▸ Source document:
On July 27, 2020, Harrison signed a one-year major league contract with the Washington Nationals. On the season, Harrison improved greatly upon his 2019 season, slashing .278/.352/.418 with three home runs and 14 RBI in 33 games for Washington. On October 22, 2020, Harrison re–signed with the Nationals on a one-year contract.

===Oakland Athletics===
On July 30, 2021, Harrison was traded to the Oakland Athletics along with Yan Gomes in exchange for Drew Millas, Richard Guasch, and Seth Shuman. He finished the 2021 season slashing .279/.341/.400 with 8 home runs and 60 RBIs in 138 games between the Nationals and the Athletics.

===Chicago White Sox===
On March 15, 2022, Harrison signed a one-year, $5.5 million contract with a 2023 club option with the Chicago White Sox. The White Sox declined his option on November 7, 2022.

===Philadelphia Phillies (second stint)===
On January 30, 2023, Harrison signed a one-year, $2 million contract with the Philadelphia Phillies. In 41 games for Philadelphia, he batted .204/.263/.291 with 2 home runs and 10 RBI. On August 1, Harrison was designated for assignment by the Phillies following the acquisition of Michael Lorenzen. The next day, he was released by the team.

===Texas Rangers===
On August 15, 2023, Harrison signed a minor league contract with the Texas Rangers organization. In 6 games for the Triple–A Round Rock Express, Harrison went 6–for–27 (.222) with 1 home run and 5 RBI. Harrison opted out of his contract on August 25.

===Cincinnati Reds===
On February 5, 2024, Harrison signed a minor league contract with the Cincinnati Reds. He failed to make the club and opted out of his deal on March 18.

On May 31, 2025, Harrison announced his retirement from professional baseball.

▸ Data extracts:
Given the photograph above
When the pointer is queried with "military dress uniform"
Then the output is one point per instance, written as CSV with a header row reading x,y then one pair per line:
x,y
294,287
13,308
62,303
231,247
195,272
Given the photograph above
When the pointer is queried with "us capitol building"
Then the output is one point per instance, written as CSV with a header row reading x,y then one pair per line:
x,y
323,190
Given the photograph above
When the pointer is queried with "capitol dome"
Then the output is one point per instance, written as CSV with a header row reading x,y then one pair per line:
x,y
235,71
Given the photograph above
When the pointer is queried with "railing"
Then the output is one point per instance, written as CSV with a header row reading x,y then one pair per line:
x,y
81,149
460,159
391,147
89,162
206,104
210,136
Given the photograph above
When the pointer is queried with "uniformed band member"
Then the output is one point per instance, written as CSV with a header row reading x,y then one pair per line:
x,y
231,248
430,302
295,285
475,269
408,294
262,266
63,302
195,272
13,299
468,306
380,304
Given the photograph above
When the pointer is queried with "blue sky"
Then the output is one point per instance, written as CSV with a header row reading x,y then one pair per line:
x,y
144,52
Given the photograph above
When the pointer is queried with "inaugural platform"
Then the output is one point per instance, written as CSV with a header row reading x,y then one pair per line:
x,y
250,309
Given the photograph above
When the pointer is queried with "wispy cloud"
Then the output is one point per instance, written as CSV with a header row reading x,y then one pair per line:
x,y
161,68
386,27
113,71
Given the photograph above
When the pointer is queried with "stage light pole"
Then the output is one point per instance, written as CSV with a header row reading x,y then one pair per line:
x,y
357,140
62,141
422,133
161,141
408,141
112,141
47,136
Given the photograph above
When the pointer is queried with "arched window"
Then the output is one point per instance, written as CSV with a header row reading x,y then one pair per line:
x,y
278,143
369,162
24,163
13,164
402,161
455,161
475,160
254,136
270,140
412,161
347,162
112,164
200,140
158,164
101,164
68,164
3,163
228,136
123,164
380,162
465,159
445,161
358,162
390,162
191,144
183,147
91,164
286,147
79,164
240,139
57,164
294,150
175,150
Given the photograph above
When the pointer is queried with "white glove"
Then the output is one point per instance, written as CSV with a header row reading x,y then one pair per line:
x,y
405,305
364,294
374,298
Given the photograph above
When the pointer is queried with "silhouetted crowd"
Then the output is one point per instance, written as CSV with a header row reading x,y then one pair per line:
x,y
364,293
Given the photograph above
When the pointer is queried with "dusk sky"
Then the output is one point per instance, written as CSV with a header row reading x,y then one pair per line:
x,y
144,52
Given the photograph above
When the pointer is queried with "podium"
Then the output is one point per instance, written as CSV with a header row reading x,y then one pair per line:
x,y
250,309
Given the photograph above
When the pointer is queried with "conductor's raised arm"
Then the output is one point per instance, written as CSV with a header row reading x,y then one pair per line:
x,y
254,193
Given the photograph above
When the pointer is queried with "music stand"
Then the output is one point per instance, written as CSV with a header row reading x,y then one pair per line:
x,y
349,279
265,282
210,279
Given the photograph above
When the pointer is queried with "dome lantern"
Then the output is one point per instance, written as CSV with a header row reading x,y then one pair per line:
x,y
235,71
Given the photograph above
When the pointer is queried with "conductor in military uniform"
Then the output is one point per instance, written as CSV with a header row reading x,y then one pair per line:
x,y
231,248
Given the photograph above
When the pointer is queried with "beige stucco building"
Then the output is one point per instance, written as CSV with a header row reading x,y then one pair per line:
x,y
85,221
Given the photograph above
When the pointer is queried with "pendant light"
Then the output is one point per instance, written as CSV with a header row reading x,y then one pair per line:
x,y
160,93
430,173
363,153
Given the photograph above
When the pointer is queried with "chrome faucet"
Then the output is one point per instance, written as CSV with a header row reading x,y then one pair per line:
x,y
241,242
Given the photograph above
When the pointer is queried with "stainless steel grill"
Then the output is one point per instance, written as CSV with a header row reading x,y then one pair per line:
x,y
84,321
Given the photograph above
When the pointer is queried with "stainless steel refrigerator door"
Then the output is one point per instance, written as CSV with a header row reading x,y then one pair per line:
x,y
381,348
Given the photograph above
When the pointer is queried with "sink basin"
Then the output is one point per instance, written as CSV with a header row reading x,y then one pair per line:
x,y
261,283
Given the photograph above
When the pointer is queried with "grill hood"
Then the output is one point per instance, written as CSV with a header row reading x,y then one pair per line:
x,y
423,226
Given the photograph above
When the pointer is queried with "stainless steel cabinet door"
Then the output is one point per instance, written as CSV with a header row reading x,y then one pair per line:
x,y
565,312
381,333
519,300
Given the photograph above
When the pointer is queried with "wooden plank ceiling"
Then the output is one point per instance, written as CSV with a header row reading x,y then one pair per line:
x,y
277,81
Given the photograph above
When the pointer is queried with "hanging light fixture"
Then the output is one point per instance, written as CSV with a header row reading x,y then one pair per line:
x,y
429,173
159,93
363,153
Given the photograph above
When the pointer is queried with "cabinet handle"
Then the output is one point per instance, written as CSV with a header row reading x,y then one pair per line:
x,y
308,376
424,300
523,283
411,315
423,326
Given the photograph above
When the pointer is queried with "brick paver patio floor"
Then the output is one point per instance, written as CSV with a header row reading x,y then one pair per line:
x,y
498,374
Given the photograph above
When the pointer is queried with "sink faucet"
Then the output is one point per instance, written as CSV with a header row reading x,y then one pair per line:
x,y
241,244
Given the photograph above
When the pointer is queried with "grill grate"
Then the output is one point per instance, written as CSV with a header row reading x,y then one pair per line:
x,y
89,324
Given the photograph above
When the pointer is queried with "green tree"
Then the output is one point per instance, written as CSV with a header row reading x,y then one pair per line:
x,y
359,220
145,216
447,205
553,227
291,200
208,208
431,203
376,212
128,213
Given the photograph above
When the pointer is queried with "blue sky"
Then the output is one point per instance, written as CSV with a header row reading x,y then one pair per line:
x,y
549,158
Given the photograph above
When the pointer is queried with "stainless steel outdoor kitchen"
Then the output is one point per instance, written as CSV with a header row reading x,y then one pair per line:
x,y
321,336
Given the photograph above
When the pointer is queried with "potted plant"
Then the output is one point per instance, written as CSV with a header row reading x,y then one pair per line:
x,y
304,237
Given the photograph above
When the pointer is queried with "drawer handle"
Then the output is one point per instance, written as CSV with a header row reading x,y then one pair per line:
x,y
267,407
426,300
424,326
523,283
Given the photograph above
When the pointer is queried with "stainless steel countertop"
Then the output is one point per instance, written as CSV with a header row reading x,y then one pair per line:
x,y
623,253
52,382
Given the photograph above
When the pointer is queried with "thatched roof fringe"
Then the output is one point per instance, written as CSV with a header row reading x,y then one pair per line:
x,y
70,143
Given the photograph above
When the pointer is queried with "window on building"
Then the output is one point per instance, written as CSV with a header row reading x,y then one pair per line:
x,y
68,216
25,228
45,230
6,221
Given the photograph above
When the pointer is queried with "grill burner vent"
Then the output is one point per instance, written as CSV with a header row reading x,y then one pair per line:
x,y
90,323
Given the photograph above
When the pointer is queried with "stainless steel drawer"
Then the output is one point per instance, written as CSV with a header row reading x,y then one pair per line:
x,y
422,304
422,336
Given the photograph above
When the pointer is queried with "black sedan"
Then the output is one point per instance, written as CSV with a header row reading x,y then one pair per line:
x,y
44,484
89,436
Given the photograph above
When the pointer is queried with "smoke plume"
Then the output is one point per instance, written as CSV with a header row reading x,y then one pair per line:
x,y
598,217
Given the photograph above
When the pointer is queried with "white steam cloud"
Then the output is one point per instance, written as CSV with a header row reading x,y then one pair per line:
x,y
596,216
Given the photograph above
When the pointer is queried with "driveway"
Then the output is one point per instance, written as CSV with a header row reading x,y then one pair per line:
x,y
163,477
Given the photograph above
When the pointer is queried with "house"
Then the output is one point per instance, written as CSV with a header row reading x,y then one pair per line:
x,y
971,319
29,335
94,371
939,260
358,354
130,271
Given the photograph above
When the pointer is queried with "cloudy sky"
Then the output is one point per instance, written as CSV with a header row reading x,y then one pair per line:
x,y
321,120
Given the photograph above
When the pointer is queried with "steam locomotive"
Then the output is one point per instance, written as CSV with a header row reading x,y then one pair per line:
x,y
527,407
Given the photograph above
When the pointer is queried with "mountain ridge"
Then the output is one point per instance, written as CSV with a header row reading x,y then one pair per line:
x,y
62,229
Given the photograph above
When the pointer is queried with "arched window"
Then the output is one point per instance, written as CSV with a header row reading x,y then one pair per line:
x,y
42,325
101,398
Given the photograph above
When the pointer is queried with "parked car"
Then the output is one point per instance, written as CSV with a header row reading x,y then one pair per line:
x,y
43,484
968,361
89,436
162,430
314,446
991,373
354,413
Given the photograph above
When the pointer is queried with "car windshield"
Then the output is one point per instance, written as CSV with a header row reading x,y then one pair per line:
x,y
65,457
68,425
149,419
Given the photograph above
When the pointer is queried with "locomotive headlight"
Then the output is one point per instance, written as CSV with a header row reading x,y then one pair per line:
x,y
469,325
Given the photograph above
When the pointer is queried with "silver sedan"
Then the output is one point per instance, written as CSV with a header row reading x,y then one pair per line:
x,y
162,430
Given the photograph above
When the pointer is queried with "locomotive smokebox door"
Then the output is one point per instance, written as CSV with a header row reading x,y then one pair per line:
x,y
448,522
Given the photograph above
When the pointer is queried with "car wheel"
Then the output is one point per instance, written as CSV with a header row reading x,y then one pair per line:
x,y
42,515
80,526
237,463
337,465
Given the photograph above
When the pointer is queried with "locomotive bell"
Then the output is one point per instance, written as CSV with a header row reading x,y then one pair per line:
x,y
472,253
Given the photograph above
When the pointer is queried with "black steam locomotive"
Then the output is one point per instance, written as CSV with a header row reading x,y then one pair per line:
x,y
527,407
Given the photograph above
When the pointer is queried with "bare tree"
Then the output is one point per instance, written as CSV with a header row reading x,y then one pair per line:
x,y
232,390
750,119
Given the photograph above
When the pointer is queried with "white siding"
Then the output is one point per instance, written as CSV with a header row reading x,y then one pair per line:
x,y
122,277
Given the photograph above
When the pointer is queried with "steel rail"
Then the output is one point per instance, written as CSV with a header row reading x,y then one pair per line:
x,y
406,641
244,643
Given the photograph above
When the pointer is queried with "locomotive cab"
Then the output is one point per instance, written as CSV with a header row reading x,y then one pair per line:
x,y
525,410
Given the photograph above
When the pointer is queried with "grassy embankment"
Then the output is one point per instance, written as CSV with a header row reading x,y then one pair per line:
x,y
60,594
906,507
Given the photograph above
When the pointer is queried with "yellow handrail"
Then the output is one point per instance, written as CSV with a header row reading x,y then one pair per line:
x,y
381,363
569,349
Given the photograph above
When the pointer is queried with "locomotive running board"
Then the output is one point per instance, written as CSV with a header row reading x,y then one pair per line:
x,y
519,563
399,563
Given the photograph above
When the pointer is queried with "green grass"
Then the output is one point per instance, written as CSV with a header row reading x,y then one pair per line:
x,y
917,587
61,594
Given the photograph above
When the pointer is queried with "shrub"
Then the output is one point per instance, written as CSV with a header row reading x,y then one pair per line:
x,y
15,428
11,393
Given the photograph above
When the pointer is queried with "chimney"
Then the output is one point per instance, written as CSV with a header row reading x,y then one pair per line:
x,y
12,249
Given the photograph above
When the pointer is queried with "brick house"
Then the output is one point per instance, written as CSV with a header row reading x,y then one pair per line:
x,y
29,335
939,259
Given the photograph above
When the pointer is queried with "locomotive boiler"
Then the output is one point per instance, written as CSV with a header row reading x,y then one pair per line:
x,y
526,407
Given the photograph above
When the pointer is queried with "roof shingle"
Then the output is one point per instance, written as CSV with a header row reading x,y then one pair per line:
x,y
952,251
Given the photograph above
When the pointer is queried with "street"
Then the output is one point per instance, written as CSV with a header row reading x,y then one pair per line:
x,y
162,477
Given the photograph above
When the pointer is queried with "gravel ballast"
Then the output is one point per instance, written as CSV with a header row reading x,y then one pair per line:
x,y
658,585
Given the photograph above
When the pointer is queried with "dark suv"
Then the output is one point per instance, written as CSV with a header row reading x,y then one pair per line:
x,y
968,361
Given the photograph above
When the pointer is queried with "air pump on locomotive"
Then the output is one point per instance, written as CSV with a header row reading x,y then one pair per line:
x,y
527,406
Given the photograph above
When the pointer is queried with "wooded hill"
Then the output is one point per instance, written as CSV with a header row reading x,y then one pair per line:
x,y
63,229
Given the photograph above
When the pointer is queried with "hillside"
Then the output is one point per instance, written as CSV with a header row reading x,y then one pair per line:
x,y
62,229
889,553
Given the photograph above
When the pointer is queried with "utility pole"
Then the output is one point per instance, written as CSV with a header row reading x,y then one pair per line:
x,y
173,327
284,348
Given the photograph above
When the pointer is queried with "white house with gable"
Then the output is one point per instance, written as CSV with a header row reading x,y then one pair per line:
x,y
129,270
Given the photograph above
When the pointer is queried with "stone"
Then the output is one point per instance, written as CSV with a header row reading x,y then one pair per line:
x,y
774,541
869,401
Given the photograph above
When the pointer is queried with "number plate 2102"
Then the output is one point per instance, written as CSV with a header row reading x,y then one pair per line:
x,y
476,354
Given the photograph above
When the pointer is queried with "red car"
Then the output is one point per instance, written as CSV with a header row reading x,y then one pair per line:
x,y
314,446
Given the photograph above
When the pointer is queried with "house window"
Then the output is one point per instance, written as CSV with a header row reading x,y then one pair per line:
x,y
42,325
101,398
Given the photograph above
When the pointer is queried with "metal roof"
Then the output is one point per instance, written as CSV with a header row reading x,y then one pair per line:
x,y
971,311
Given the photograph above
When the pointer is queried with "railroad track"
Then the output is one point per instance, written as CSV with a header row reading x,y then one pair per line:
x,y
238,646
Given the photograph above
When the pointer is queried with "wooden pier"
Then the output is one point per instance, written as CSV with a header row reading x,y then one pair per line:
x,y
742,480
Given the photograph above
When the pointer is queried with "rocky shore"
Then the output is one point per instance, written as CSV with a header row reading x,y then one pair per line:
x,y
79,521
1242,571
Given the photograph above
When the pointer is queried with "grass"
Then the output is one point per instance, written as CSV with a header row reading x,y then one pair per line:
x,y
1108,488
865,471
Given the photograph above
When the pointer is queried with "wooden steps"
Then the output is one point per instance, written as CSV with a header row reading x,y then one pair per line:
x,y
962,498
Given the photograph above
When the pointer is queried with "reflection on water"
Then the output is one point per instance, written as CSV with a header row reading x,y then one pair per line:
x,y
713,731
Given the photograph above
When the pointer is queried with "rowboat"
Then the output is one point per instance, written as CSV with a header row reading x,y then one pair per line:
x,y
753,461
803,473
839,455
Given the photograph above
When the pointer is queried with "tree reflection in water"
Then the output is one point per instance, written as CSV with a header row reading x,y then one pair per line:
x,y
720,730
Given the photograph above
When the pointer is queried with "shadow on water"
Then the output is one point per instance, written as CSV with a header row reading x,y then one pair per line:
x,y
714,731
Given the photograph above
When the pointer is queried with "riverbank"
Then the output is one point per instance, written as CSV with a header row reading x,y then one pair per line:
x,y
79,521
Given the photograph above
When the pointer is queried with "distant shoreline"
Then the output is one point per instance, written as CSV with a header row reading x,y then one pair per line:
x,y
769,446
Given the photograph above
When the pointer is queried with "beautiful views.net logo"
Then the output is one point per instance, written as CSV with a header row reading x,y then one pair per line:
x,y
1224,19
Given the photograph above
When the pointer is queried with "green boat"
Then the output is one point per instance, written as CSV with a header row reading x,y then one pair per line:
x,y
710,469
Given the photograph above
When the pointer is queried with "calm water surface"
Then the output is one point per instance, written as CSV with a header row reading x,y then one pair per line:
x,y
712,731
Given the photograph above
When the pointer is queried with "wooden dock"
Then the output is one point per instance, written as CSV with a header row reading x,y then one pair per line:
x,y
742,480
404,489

▸ Directions:
a) Rewrite the part of the text on Harrison's baseball career that opens with the words containing "On July 27, 2020, Harrison" and closes with "November 7, 2022.", swapping "one-year" for "single-season".
b) Answer these questions from the text on Harrison's baseball career:
(i) Which player was traded to the Oakland Athletics along with Harrison?
(ii) What was the dollar value of Harrison's 2022 contract with the Chicago White Sox?
(iii) On what date did Harrison announce his retirement from professional baseball?
The items have no role in this work.

▸ Written answers:
a)
On July 27, 2020, Harrison signed a single-season major league contract with the Washington Nationals. On the season, Harrison improved greatly upon his 2019 season, slashing .278/.352/.418 with three home runs and 14 RBI in 33 games for Washington. On October 22, 2020, Harrison re–signed with the Nationals on a single-season contract.

===Oakland Athletics===
On July 30, 2021, Harrison was traded to the Oakland Athletics along with Yan Gomes in exchange for Drew Millas, Richard Guasch, and Seth Shuman. He finished the 2021 season slashing .279/.341/.400 with 8 home runs and 60 RBIs in 138 games between the Nationals and the Athletics.

===Chicago White Sox===
On March 15, 2022, Harrison signed a single-season, $5.5 million contract with a 2023 club option with the Chicago White Sox. The White Sox declined his option on November 7, 2022.

b)
(i) Yan Gomes
(ii) $5.5 million
(iii) May 31, 2025